# [SOURCE DOCUMENT]
^^^^

The first exception to Section 494 has also some relevance. According
to it, the offence of bigamy will not apply to “any person whose
marriage with such husband or wife has been
declared void by a court of competent jurisdiction”. It would be
appropriate to construe the expression “husband” to cover a
person who enters into marital relationship and under the colour of
such proclaimed or feigned status of husband subjects the woman
concerned to cruelty or coerces her in
any manner or for any of the purposes
enumerated in the relevant provisions-
Sections 304B/498A, whatever be the
legitimacy of the marriage itself for the limited purpose of Sections
498A and 304B IPC. Such an interpretation, known and recognized as
purposive construction has to come into play in a case of this nature.
The absence of a definition of “husband” to specifically include
such persons who
contract marriages ostensibly and cohabit with such woman, in the
purported exercise of their role and status as “husband” is
no ground to exclude them from the purview of Section 304B or 498A
IPC, viewed in the context of the very object and aim of the
legislations introducing those provisions.”

^^^^

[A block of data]
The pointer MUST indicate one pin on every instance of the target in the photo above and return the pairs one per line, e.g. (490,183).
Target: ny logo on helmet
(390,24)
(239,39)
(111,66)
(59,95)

^^^^

# [PARTS OF THE EXERCISE]
a. Can you reproduce, word for word, the stretch of the legal passage on Sections 304B and 498A from "The first exception" through "of this nature."?
b. Could you carry on the legal passage on Sections 304B and 498A from the point where it stops?

# [RESULTS OF THE TASKS]
a.
The first exception to Section 494 has also some relevance. According
to it, the offence of bigamy will not apply to “any person whose
marriage with such husband or wife has been
declared void by a court of competent jurisdiction”. It would be
appropriate to construe the expression “husband” to cover a
person who enters into marital relationship and under the colour of
such proclaimed or feigned status of husband subjects the woman
concerned to cruelty or coerces her in
any manner or for any of the purposes
enumerated in the relevant provisions-
Sections 304B/498A, whatever be the
legitimacy of the marriage itself for the limited purpose of Sections
498A and 304B IPC. Such an interpretation, known and recognized as
purposive construction has to come into play in a case of this nature.

b.
17. In view of firm and clear law laid down on the subject, this Court is of the confirmed view that the High Court was not justified at all in quashing the proceedings initiated against the appellant under Section 498A of the Code on the ground that the respondent no. 2 was not wife within the meaning of Section 498A of the IPC and was not entitled to maintain complaint under the said provision. The question therefore which arises for consideration of the Court is whether the said finding recorded by the High Court can and should be set aside in the present appeal which is filed by the husband. It was argued by the learned Counsel for the appellant that quashing of proceedings with reference to offence punishable under Section 498A of Indian Penal Code is neither challenged by the State Government nor by the original complainant before this Court and the same having attained finality, the same cannot be disturbed in an appeal filed by the husband appellant in which grievance is made regarding non-grant of relief in full by the High Court.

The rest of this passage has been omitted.